» **DIRECTIONS FOR THIS TASK**
Convert each line of the records below into a JSON list of strings, one string per line, with blank lines omitted. Leave the pictures out of the answer.

[Dataset items]

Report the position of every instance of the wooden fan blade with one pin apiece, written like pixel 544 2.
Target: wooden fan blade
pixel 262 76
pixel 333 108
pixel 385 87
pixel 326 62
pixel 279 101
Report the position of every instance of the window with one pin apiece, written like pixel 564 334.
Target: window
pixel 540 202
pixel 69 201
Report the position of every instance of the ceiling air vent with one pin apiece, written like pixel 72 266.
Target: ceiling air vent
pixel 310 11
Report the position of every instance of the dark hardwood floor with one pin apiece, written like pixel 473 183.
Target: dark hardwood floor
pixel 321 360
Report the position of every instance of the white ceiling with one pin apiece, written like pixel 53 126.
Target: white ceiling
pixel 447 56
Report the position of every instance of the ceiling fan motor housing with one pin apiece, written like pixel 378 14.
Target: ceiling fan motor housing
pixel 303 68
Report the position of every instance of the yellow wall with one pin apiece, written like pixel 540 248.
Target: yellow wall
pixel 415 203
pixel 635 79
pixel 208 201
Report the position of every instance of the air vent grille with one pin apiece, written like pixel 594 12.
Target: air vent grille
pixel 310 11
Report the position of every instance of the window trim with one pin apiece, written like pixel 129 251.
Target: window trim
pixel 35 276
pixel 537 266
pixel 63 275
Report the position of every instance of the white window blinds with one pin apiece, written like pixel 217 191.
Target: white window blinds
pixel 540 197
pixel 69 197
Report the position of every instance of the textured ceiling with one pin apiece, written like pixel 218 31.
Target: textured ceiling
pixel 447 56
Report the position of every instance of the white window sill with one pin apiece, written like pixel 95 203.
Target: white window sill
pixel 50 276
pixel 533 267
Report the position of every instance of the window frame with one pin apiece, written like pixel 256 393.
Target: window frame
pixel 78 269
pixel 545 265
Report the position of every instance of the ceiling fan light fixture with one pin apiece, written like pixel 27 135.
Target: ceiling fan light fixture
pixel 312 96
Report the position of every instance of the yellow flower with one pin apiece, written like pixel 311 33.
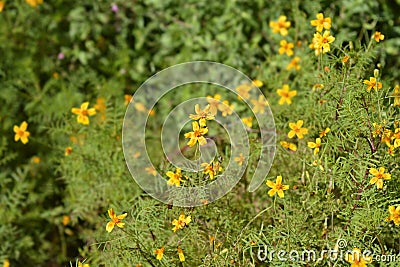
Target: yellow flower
pixel 357 259
pixel 202 114
pixel 214 102
pixel 281 25
pixel 277 187
pixel 379 176
pixel 373 84
pixel 394 215
pixel 151 170
pixel 239 159
pixel 196 135
pixel 127 99
pixel 286 48
pixel 294 64
pixel 34 3
pixel 396 95
pixel 225 108
pixel 175 178
pixel 68 151
pixel 80 264
pixel 323 41
pixel 160 253
pixel 324 132
pixel 83 112
pixel 181 222
pixel 378 36
pixel 321 23
pixel 180 253
pixel 286 95
pixel 248 121
pixel 296 129
pixel 243 91
pixel 315 145
pixel 259 105
pixel 288 145
pixel 21 132
pixel 211 169
pixel 115 220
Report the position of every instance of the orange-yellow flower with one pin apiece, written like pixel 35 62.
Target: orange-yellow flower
pixel 196 135
pixel 286 95
pixel 315 145
pixel 357 259
pixel 277 187
pixel 373 84
pixel 286 48
pixel 378 36
pixel 115 220
pixel 281 25
pixel 159 253
pixel 181 222
pixel 296 129
pixel 21 133
pixel 34 3
pixel 288 145
pixel 321 23
pixel 394 215
pixel 175 178
pixel 379 176
pixel 83 112
pixel 259 104
pixel 294 64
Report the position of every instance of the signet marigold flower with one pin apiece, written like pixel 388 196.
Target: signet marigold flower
pixel 21 133
pixel 277 187
pixel 115 220
pixel 83 112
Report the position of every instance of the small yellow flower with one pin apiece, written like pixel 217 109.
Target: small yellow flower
pixel 83 112
pixel 211 169
pixel 196 135
pixel 323 41
pixel 214 102
pixel 115 220
pixel 394 215
pixel 378 36
pixel 34 3
pixel 321 23
pixel 225 108
pixel 396 95
pixel 296 129
pixel 286 48
pixel 277 187
pixel 180 253
pixel 324 132
pixel 357 259
pixel 315 145
pixel 259 104
pixel 68 151
pixel 281 25
pixel 21 132
pixel 239 159
pixel 181 222
pixel 294 64
pixel 248 121
pixel 379 176
pixel 159 253
pixel 286 95
pixel 175 178
pixel 288 145
pixel 373 84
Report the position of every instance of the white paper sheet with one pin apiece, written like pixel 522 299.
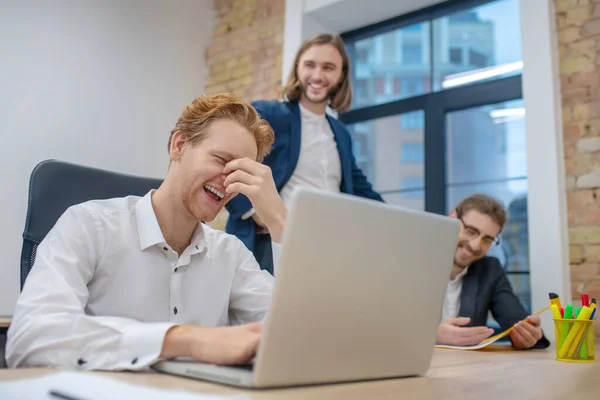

» **RESPONSE TO THIS EXERCISE**
[
  "Report the position of every instance of the wooden fan blade with one pin apiece, written like pixel 544 2.",
  "Target: wooden fan blade",
  "pixel 262 76",
  "pixel 333 108",
  "pixel 385 87",
  "pixel 326 62",
  "pixel 279 101",
  "Report the position of every instance of the window with one pin apiece, written like pixel 564 334.",
  "Target: window",
  "pixel 540 202",
  "pixel 69 201",
  "Report the position of every instance of the ceiling air vent with one pin apiece, written like pixel 72 266.",
  "Target: ceiling air vent",
  "pixel 310 11",
  "Report the position of every instance of the dark hardwood floor with one pin apiece, written like pixel 473 183.",
  "Target: dark hardwood floor",
  "pixel 321 360",
  "Report the position of every instance of the white ceiling with one pin apiece, written like pixel 53 126.",
  "Target: white ceiling",
  "pixel 447 56",
  "Report the position of every instance of the ceiling fan motor housing with one pin apiece, written like pixel 378 14.",
  "Target: ceiling fan motor housing",
  "pixel 303 68",
  "Report the position of every instance of the yellow wall with one pin apiece, written like pixel 540 248.",
  "Target: yellow wall",
  "pixel 415 203",
  "pixel 635 79",
  "pixel 208 201",
  "Report the position of every instance of the air vent grille with one pin apiece, written like pixel 594 12.",
  "Target: air vent grille",
  "pixel 310 11",
  "Report the position of every instance of the window trim with one pin apiece, written like pixel 129 251.",
  "Target: window trim",
  "pixel 35 276",
  "pixel 537 266",
  "pixel 63 275",
  "Report the position of every instance of the white window blinds with one pin apiece, written like pixel 217 191.",
  "Target: white window blinds",
  "pixel 540 197",
  "pixel 69 197",
  "Report the position of every instance of the textured ceiling with one pin apiece, written like pixel 218 31.",
  "Target: textured ceiling",
  "pixel 447 56",
  "Report the position of every instance of the white window sill with one pin apiece, written like pixel 95 203.",
  "Target: white window sill",
  "pixel 50 276",
  "pixel 533 267",
  "Report the position of every instance of the window frame with one pin apiece, written like pixel 256 393.",
  "Target: window frame",
  "pixel 78 269",
  "pixel 545 265",
  "Report the position of every instance of the ceiling fan light fixture with one pin apiece, written like pixel 27 135.",
  "Target: ceiling fan light fixture",
  "pixel 312 96",
  "Report the position of every instance of the yellow flower with one pin apiece, written like pixel 311 33.",
  "Target: yellow flower",
  "pixel 357 259",
  "pixel 202 114",
  "pixel 214 102",
  "pixel 281 25",
  "pixel 277 187",
  "pixel 379 176",
  "pixel 373 84",
  "pixel 394 215",
  "pixel 151 170",
  "pixel 239 159",
  "pixel 196 135",
  "pixel 127 99",
  "pixel 286 48",
  "pixel 294 64",
  "pixel 34 3",
  "pixel 396 95",
  "pixel 225 108",
  "pixel 175 178",
  "pixel 68 151",
  "pixel 80 264",
  "pixel 323 41",
  "pixel 160 253",
  "pixel 324 132",
  "pixel 83 112",
  "pixel 181 222",
  "pixel 378 36",
  "pixel 321 23",
  "pixel 180 253",
  "pixel 286 95",
  "pixel 248 121",
  "pixel 296 129",
  "pixel 243 91",
  "pixel 315 145",
  "pixel 259 105",
  "pixel 288 145",
  "pixel 21 132",
  "pixel 211 169",
  "pixel 115 220",
  "Report the position of every instance of the orange-yellow flower with one pin apiece, written like pixel 35 62.",
  "Target: orange-yellow flower",
  "pixel 196 135",
  "pixel 286 95",
  "pixel 315 145",
  "pixel 357 259",
  "pixel 277 187",
  "pixel 373 84",
  "pixel 286 48",
  "pixel 378 36",
  "pixel 115 220",
  "pixel 281 25",
  "pixel 159 253",
  "pixel 181 222",
  "pixel 296 129",
  "pixel 21 133",
  "pixel 34 3",
  "pixel 288 145",
  "pixel 321 23",
  "pixel 394 215",
  "pixel 175 178",
  "pixel 379 176",
  "pixel 83 112",
  "pixel 259 104",
  "pixel 294 64",
  "Report the position of every instance of the signet marigold flower with one pin apiece, written like pixel 388 196.",
  "Target: signet marigold flower",
  "pixel 21 133",
  "pixel 277 187",
  "pixel 115 220",
  "pixel 83 112",
  "Report the position of every instance of the small yellow flower with one pin apiece, written like pixel 217 109.",
  "Target: small yellow flower",
  "pixel 83 112",
  "pixel 211 169",
  "pixel 196 135",
  "pixel 323 41",
  "pixel 214 102",
  "pixel 115 220",
  "pixel 394 215",
  "pixel 378 36",
  "pixel 34 3",
  "pixel 321 23",
  "pixel 225 108",
  "pixel 396 95",
  "pixel 296 129",
  "pixel 286 48",
  "pixel 277 187",
  "pixel 180 253",
  "pixel 324 132",
  "pixel 357 259",
  "pixel 315 145",
  "pixel 259 104",
  "pixel 68 151",
  "pixel 281 25",
  "pixel 21 132",
  "pixel 239 159",
  "pixel 181 222",
  "pixel 294 64",
  "pixel 248 121",
  "pixel 379 176",
  "pixel 159 253",
  "pixel 286 95",
  "pixel 175 178",
  "pixel 288 145",
  "pixel 373 84",
  "Report the position of every instance of the white paper sheet with one pin apiece, written like pixel 522 299."
]